• **Extrait du texte**
==================================================

L’AFD s’était fixé comme cap de doubler ses engagements financiers pour la biodiversité pour atteindre 160 millions d’euros par an à partir de 2013. Cet objectif a été dépassé avec 284 millions d’euros par an engagés entre 2013 et 2018. Les financements attendus au titre de l’objectif transversal n° 2 (l’intégration de la biodiversité dans l’ensemble des politiques de développement) ont ainsi été largement dépassés avec 44 % (contre 21 % prévus) des engagements totaux de la période 2013-2018. Les 19 projets incluent des projets achevés (8) ou en cours d’exécution (11), localisés principalement en Afrique, mais aussi en Asie et en Amérique centrale.

Les 19 projets évalués :

Appui à des aires protégées : 19 projets évalués
 

 

Les évaluateurs ont réparti ces 19 projets en 4 types identifiés selon les objectifs poursuivis par ces projets pour atteindre la finalité commune de conservation de la biodiversité (voir schéma ci-dessous). Ils ont notamment constaté un basculement dans le temps entre 2000 et 2017, les projets plus récents étant davantage axés sur des objectifs de développement socioéconomique alors que les plus anciens privilégiaient des objectifs de conservation.

==================================================

• **Données fournies**
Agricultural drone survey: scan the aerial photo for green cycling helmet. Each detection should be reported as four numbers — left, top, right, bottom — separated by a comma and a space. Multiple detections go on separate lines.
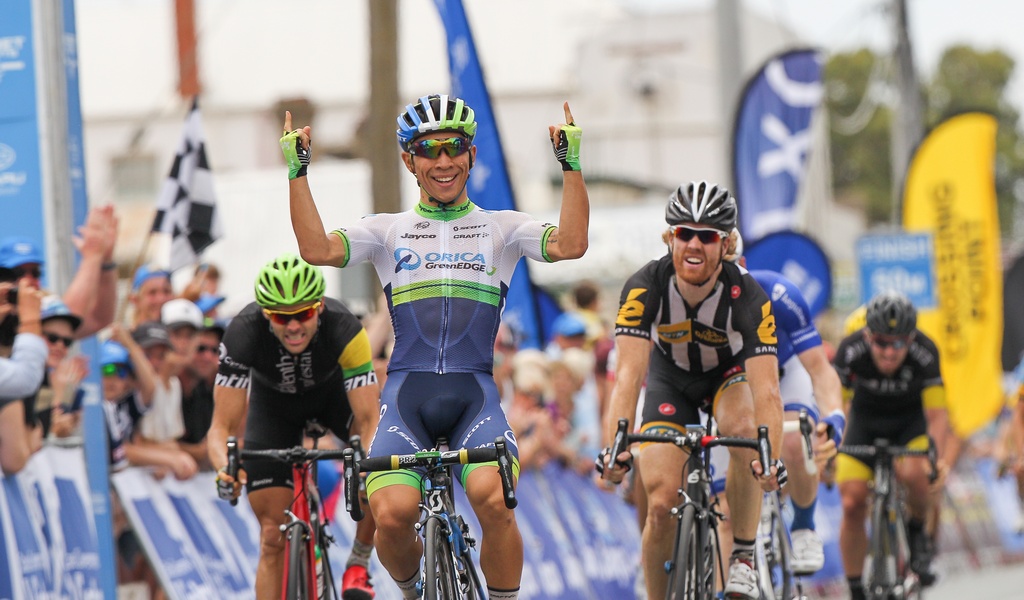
256, 252, 327, 308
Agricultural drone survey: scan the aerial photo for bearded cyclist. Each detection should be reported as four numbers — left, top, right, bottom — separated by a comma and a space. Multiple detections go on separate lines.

==================================================

• **Exercices**
1) Extrayez du texte sur les financements de l’AFD en faveur de la biodiversité le passage qui s’ouvre sur les mots contenant « Appui à des » et se clôt sur « objectifs de conservation. ».
2) Les affirmations suivantes sont-elles conformes au texte sur les financements de l’AFD en faveur de la biodiversité ? Répondez par oui ou par non à chacune, en citant les mots du texte qui le déterminent.
(a) L’AFD visait 160 millions d’euros d’engagements annuels pour la biodiversité à partir de 2013.
(b) Les 19 projets évalués sont tous achevés.
(c) Les projets les plus anciens privilégiaient des objectifs de développement socioéconomique.
3) Poursuivez le texte sur les financements de l’AFD en faveur de la biodiversité à partir de sa dernière phrase.

• **Corrigé**
1)
Appui à des aires protégées : 19 projets évalués
 

 

Les évaluateurs ont réparti ces 19 projets en 4 types identifiés selon les objectifs poursuivis par ces projets pour atteindre la finalité commune de conservation de la biodiversité (voir schéma ci-dessous). Ils ont notamment constaté un basculement dans le temps entre 2000 et 2017, les projets plus récents étant davantage axés sur des objectifs de développement socioéconomique alors que les plus anciens privilégiaient des objectifs de conservation.

2)
(a) Oui : « pour atteindre 160 millions d’euros par an à partir de 2013 ».
(b) Non : « des projets achevés (8) ou en cours d’exécution (11) ».
(c) Non : « alors que les plus anciens privilégiaient des objectifs de conservation ».

3)
 

Les 4 principales logiques d’intervention identifiées au sein des projets
Schéma inspiré de l’article : Adams William M. et al., 2004, "Biodiversity conservation and the eradication of poverty",. Science, vol. 306, n° 5699, p. 1146–1149. Source : Basteel


Des projets globalement pertinents, cohérents et efficients

Les projets sont généralement pertinents, dans le sens où ils répondent bien aux enjeux et besoins des territoires ciblés, même si leurs logiques d’intervention demandent à être clarifiées. Cohérents, ils sont bien alignés avec les priorités des politiques nationales et les axes stratégiques de l’AFD. Les modalités de gouvernance et de gestion ainsi que les budgets sont dans l’ensemble bien adaptés aux activités mises en oeuvre, à l’exception toutefois des moyens financiers alloués aux infrastructures et aux activités de développement, qui sont parfois insuffisants. Leur efficience est jugée satisfaisante par les évaluateurs, même si la majorité de ces projets se heurte à des retards dans la mise en oeuvre des activités.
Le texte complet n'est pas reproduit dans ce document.